Goal> Count how many lines in the rows below contain the word "gold". Reply with the number only.

====== Material shown ======

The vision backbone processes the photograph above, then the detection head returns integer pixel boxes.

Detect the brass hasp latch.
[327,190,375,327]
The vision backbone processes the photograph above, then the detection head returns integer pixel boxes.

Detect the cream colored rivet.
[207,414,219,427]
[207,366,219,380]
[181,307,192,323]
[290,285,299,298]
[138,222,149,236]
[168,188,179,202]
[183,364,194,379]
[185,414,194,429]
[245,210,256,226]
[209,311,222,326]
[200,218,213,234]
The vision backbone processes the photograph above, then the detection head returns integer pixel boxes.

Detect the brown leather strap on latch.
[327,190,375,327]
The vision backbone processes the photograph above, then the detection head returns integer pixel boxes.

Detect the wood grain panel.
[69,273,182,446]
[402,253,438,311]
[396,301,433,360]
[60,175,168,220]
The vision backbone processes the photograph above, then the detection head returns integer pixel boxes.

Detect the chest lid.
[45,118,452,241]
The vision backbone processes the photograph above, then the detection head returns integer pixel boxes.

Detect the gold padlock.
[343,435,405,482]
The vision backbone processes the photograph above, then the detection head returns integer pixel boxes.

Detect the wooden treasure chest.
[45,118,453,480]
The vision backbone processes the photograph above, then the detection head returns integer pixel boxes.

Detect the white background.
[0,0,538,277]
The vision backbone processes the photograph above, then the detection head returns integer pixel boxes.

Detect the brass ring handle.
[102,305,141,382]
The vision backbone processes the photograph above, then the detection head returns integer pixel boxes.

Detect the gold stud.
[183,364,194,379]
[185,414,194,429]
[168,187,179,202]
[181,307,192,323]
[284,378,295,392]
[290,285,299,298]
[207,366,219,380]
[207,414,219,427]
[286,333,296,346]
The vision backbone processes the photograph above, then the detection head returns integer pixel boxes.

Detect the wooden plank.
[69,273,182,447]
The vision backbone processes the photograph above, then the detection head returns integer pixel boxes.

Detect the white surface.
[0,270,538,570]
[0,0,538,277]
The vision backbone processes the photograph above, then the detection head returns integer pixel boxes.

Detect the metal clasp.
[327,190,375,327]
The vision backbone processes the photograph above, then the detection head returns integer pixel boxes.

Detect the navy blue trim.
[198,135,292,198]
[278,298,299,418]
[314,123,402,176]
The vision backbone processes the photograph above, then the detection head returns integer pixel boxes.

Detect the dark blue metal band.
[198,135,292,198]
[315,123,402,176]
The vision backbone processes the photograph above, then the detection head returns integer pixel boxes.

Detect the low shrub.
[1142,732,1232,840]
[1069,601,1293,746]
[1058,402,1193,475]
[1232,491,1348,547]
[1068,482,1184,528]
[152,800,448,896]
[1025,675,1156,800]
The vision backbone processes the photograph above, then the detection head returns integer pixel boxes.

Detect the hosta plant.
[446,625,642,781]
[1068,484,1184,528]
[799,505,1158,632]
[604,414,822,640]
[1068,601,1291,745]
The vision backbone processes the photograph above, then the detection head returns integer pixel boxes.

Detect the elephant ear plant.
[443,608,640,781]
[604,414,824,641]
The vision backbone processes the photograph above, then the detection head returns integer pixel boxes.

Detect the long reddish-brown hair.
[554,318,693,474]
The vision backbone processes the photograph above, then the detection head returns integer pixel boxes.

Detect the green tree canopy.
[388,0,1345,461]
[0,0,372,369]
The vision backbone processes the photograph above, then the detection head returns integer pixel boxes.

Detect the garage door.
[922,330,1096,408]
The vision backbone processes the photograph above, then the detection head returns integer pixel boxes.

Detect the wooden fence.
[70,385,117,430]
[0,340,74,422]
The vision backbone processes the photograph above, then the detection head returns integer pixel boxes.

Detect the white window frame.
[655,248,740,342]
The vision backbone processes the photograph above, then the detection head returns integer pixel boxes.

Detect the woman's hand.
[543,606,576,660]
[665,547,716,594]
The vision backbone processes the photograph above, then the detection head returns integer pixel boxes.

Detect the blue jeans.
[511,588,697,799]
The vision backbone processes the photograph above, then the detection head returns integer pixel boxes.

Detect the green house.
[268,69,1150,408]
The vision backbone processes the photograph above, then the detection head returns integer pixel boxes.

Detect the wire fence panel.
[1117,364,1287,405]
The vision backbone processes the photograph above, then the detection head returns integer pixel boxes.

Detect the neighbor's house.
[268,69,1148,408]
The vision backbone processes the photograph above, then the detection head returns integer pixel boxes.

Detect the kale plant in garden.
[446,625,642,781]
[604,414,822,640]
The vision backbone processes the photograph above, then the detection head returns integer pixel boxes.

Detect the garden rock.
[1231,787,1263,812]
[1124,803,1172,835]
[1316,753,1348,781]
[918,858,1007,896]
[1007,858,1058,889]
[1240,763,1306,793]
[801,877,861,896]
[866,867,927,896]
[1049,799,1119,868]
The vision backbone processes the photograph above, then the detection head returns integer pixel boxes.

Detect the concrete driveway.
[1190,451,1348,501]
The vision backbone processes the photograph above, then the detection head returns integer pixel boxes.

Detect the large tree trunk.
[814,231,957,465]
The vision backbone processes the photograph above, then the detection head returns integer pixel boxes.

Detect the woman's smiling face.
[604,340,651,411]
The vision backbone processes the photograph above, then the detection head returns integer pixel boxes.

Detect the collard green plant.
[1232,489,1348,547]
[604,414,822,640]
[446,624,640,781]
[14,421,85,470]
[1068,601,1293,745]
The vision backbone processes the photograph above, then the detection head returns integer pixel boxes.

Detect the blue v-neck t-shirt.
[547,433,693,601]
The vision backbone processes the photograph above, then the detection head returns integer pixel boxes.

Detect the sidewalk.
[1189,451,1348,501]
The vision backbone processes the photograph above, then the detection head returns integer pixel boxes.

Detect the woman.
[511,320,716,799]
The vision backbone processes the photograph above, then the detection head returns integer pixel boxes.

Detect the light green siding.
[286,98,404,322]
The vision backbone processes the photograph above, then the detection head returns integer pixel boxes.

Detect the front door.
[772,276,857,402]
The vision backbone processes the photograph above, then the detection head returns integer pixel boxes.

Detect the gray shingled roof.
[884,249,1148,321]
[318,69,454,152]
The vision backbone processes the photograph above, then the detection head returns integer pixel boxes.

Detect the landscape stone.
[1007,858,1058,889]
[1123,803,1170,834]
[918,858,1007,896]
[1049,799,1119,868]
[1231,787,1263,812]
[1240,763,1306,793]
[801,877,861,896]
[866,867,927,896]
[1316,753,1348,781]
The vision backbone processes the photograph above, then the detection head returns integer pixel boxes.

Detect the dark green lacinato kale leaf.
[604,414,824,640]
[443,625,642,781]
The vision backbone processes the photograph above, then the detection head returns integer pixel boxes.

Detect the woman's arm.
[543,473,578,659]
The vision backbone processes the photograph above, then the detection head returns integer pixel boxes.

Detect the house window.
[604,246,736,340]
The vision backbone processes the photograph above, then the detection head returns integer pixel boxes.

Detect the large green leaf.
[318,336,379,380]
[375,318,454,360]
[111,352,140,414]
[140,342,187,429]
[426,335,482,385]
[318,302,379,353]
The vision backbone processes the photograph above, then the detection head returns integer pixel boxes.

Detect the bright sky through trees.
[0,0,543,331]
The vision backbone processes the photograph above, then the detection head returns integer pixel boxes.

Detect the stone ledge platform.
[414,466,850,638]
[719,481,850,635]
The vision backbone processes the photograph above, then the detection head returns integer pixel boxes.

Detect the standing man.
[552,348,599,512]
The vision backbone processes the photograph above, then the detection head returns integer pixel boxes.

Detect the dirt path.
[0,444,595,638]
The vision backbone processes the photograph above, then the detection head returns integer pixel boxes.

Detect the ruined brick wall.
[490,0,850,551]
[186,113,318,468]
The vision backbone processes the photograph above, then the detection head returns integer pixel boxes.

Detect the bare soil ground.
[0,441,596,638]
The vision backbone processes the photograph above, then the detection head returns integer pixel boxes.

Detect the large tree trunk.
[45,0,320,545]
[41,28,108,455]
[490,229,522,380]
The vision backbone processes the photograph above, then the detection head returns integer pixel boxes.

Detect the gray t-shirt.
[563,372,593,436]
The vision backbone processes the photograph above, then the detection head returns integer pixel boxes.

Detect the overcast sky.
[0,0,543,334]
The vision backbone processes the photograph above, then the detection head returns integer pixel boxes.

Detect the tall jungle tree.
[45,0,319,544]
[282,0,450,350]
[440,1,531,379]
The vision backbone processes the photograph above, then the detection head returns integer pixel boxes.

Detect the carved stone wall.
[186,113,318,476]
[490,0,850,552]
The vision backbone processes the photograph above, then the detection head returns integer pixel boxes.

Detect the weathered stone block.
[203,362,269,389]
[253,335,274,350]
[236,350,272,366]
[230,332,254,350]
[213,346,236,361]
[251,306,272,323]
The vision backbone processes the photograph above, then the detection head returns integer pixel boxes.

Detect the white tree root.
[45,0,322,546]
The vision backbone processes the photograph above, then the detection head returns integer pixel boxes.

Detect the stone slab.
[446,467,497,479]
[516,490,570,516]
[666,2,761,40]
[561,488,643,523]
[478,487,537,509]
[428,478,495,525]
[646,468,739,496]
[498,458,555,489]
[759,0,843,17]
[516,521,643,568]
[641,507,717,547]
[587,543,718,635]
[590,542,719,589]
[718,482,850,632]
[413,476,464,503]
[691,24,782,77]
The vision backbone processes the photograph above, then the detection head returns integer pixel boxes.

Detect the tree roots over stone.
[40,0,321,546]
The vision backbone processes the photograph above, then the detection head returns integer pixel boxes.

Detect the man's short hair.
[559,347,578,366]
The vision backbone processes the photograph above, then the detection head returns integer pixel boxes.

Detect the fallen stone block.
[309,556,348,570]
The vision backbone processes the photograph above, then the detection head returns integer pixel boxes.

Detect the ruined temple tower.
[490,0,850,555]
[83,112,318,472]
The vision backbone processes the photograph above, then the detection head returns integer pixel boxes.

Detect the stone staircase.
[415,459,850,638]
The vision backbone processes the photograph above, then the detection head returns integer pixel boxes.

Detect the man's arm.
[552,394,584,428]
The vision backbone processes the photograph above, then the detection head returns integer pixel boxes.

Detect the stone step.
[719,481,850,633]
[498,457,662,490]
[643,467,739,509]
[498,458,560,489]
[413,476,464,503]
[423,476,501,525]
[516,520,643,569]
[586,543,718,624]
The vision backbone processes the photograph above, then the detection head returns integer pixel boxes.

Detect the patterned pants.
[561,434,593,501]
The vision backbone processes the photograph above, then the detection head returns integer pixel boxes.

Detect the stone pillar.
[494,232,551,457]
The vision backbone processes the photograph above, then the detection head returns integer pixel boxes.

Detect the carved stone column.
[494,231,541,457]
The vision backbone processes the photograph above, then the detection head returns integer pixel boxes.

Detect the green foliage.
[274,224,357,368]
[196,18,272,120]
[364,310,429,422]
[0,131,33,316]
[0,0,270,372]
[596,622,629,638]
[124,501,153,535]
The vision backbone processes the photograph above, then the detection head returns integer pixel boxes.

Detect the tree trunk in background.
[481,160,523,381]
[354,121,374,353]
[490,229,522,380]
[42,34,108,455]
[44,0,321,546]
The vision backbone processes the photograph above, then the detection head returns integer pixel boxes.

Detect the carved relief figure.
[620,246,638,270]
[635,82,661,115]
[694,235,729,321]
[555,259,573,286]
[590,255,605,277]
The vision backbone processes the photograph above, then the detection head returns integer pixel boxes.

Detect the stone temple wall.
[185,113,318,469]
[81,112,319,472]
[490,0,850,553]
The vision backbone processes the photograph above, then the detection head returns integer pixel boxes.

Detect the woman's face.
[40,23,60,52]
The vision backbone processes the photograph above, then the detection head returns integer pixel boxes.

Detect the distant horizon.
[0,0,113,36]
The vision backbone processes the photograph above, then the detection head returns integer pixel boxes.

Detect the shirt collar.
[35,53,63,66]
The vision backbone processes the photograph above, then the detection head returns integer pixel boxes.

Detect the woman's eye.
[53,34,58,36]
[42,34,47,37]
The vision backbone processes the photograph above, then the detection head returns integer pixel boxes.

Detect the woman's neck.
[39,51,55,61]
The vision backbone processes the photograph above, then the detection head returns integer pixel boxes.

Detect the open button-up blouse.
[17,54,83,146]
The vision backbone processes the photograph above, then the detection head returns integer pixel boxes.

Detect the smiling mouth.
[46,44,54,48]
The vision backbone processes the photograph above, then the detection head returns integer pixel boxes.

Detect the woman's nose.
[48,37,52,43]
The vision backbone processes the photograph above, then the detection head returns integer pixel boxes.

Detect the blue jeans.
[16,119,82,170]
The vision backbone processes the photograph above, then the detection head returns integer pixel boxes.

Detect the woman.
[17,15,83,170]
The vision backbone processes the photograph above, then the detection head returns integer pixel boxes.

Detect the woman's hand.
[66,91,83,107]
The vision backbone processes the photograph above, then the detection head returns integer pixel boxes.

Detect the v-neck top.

======

Reply> 2